* **RECORDS SUPPLIED**:
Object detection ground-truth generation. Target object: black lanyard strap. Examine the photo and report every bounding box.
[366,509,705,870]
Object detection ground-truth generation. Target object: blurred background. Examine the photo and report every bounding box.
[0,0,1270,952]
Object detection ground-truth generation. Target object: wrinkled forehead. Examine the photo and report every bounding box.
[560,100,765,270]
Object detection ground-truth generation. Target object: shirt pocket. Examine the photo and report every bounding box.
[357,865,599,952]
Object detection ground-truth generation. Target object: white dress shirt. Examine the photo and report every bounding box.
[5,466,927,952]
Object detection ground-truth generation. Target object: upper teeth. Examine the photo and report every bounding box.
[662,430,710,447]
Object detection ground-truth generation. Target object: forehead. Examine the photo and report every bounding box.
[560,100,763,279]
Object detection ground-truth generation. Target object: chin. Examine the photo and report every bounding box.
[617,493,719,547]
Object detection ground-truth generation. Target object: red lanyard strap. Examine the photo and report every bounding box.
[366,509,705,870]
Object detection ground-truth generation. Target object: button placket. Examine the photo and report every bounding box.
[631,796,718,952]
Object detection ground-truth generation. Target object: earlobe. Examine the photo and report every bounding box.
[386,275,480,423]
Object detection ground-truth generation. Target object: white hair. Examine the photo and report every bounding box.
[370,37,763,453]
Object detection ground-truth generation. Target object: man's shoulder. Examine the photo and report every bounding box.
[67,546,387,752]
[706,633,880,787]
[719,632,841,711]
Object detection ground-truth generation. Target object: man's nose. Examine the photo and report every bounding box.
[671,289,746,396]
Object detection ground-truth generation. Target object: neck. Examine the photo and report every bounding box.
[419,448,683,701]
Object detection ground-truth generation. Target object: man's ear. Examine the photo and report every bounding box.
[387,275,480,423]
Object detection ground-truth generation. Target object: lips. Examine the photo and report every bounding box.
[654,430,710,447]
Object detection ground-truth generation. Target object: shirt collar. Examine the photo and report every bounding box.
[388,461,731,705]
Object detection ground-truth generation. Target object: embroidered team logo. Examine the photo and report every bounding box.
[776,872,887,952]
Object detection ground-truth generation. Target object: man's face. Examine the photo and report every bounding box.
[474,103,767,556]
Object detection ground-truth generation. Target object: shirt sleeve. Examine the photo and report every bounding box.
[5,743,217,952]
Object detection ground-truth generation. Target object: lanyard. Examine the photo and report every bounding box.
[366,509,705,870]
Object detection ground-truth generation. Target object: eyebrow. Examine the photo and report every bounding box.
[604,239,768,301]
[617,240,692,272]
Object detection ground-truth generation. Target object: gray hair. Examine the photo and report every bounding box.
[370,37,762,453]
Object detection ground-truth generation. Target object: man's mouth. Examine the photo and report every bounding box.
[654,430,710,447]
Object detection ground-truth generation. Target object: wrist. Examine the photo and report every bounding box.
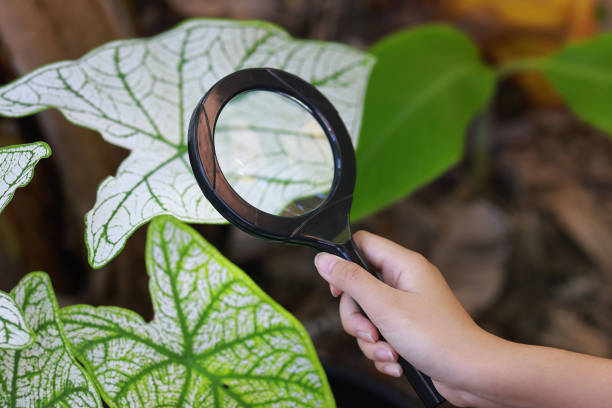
[445,327,519,407]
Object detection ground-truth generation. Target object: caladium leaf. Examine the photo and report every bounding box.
[0,272,102,408]
[0,20,373,267]
[0,142,51,211]
[62,216,334,407]
[0,292,34,349]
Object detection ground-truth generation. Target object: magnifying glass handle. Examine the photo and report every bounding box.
[336,239,446,408]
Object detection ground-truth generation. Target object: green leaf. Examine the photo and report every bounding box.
[62,216,334,407]
[0,142,51,212]
[351,25,494,219]
[537,33,612,135]
[0,292,34,349]
[0,20,372,267]
[0,272,102,408]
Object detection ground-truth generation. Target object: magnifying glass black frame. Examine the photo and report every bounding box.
[188,68,445,408]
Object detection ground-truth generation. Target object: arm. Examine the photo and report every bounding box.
[315,232,612,408]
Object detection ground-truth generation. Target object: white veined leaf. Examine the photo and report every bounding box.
[0,272,102,408]
[0,19,373,267]
[0,292,34,349]
[61,216,334,408]
[0,142,51,211]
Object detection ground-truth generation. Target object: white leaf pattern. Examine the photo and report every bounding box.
[0,19,373,267]
[0,142,51,212]
[0,292,34,349]
[62,216,334,408]
[0,272,102,408]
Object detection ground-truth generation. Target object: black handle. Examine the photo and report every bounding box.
[336,239,446,408]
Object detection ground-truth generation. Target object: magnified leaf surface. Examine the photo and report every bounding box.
[62,216,334,407]
[0,20,373,267]
[0,292,34,349]
[0,142,51,212]
[0,272,102,408]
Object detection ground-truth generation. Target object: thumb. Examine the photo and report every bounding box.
[315,252,395,317]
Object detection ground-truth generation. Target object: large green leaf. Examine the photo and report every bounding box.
[535,33,612,135]
[0,142,51,212]
[0,20,372,267]
[0,292,34,349]
[0,272,102,408]
[351,25,494,219]
[62,216,334,407]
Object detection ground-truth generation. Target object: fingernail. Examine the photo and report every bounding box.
[357,331,375,343]
[374,349,394,361]
[383,364,402,377]
[315,252,339,276]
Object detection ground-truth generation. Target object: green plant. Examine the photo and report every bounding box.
[0,20,612,407]
[351,25,612,220]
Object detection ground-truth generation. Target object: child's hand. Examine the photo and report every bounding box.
[315,231,612,407]
[315,231,495,402]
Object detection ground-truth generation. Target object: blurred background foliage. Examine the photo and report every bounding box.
[0,0,612,402]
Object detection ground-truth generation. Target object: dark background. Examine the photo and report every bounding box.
[0,0,612,402]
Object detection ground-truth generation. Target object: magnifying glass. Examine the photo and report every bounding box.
[188,68,445,408]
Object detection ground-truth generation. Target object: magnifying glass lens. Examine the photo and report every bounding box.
[214,90,334,217]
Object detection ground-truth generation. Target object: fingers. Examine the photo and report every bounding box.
[315,252,395,317]
[339,294,378,343]
[357,339,397,363]
[340,294,402,377]
[374,361,403,377]
[353,231,436,292]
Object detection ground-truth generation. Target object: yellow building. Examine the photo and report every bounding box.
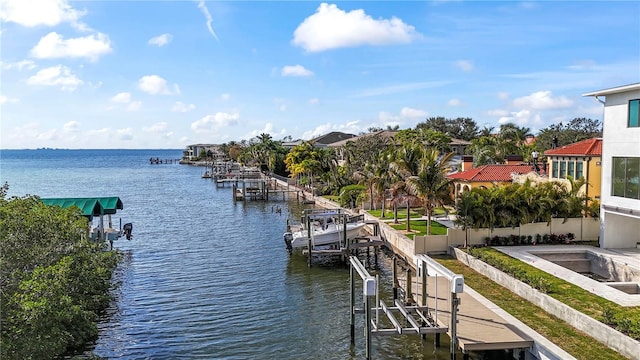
[447,155,546,201]
[544,138,602,201]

* **WRITTEN TASK**: Reproduce the material verbatim, beginning with the line that contains "object: shirt collar." and continuing through the line that contains "[370,37,762,453]", with both of those lines included.

* **EXERCISE RESPONSE**:
Object detection ground-truth generation. Target object: shirt collar. Examine the photo and report every bounding box.
[388,461,731,705]
Object detection ground-truth generation. Target object: embroidered team logo. Examine the photo and report every bounding box.
[776,872,887,952]
Object detection ground-truth generation. Target object: man's face. Examine the photo and report every bounding box.
[474,103,767,556]
Object detection ground-truth generation. Target object: shirt sleeve. Examine the photo and report every bounding box.
[5,743,217,952]
Object detection ground-truth generation. Target object: lanyard. Examine the photo and report every bounding box.
[366,509,705,870]
Object detection ground-truth generation. Target object: eyebrow. Examine the photo and report every bounding box.
[604,239,768,301]
[617,240,692,272]
Object detection ground-truth generation. Target object: gray hair. Examine the photo and report every bounding box.
[370,37,762,453]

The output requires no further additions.